Work required
The data shown below should all be retyped exactly.

Exercise inputs
========================================================================
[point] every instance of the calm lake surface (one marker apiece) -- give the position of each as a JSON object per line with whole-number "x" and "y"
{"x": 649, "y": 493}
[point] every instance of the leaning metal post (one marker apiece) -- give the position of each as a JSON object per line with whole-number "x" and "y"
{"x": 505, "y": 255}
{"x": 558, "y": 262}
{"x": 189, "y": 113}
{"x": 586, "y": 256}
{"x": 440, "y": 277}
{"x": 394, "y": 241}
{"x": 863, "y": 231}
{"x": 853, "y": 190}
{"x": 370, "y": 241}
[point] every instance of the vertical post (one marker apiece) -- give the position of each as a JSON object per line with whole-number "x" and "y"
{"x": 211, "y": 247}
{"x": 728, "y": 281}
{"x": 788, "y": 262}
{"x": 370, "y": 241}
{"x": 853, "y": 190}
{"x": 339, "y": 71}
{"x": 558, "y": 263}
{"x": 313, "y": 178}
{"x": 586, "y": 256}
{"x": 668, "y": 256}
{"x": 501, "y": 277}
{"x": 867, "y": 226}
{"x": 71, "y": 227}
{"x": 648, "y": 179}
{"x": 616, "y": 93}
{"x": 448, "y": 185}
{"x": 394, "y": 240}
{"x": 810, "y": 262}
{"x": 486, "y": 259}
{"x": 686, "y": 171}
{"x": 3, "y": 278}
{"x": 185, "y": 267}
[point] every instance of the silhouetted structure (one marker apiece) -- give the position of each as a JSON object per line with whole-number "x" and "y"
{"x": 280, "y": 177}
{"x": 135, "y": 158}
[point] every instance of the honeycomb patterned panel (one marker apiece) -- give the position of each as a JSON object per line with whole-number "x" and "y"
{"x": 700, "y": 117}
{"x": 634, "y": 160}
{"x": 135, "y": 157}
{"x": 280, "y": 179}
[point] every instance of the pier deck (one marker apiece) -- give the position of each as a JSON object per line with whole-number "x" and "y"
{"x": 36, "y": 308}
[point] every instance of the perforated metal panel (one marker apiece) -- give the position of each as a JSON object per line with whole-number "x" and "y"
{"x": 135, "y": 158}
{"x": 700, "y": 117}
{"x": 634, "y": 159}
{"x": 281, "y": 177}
========================================================================
Response to the task
[point] every instance of the calm lake surface (one marker apiece) -- give the position of each as a JSON object per line with whole-number "x" and "y"
{"x": 649, "y": 493}
[point] every instance of the leaning metal post (one marker apiece) -- give the position of each as a JSON object per line with whole-number "x" and "y"
{"x": 505, "y": 255}
{"x": 558, "y": 262}
{"x": 189, "y": 113}
{"x": 586, "y": 256}
{"x": 440, "y": 277}
{"x": 394, "y": 241}
{"x": 863, "y": 231}
{"x": 853, "y": 190}
{"x": 370, "y": 241}
[point] every instance of the vertical post (one marker apiece) -- give the position of each as a JSON object per line with whole-number "x" and "y"
{"x": 211, "y": 247}
{"x": 728, "y": 281}
{"x": 788, "y": 262}
{"x": 370, "y": 241}
{"x": 853, "y": 190}
{"x": 339, "y": 71}
{"x": 558, "y": 263}
{"x": 313, "y": 178}
{"x": 586, "y": 256}
{"x": 668, "y": 256}
{"x": 501, "y": 277}
{"x": 867, "y": 226}
{"x": 71, "y": 227}
{"x": 648, "y": 179}
{"x": 616, "y": 93}
{"x": 448, "y": 185}
{"x": 394, "y": 240}
{"x": 810, "y": 262}
{"x": 486, "y": 259}
{"x": 686, "y": 171}
{"x": 3, "y": 278}
{"x": 185, "y": 267}
[point] every instance of the silhouetted structure (one marker apiece) -- give the position of each as a JSON object per line with whole-number "x" and "y"
{"x": 280, "y": 177}
{"x": 135, "y": 158}
[point] every instance of the honeycomb patterned panel (one marker apiece) -- give the position of each as a JSON object per line with whole-number "x" and "y"
{"x": 700, "y": 117}
{"x": 634, "y": 160}
{"x": 135, "y": 157}
{"x": 280, "y": 179}
[point] every instance of the pier deck (one marker apiece) -- give the position of each as a JSON object per line with whole-number "x" and "y"
{"x": 36, "y": 308}
[point] every instance of the perforated metal panel (one marker apiece) -- give the position of each as a JSON object per line with whole-number "x" and "y"
{"x": 135, "y": 158}
{"x": 700, "y": 117}
{"x": 634, "y": 159}
{"x": 281, "y": 177}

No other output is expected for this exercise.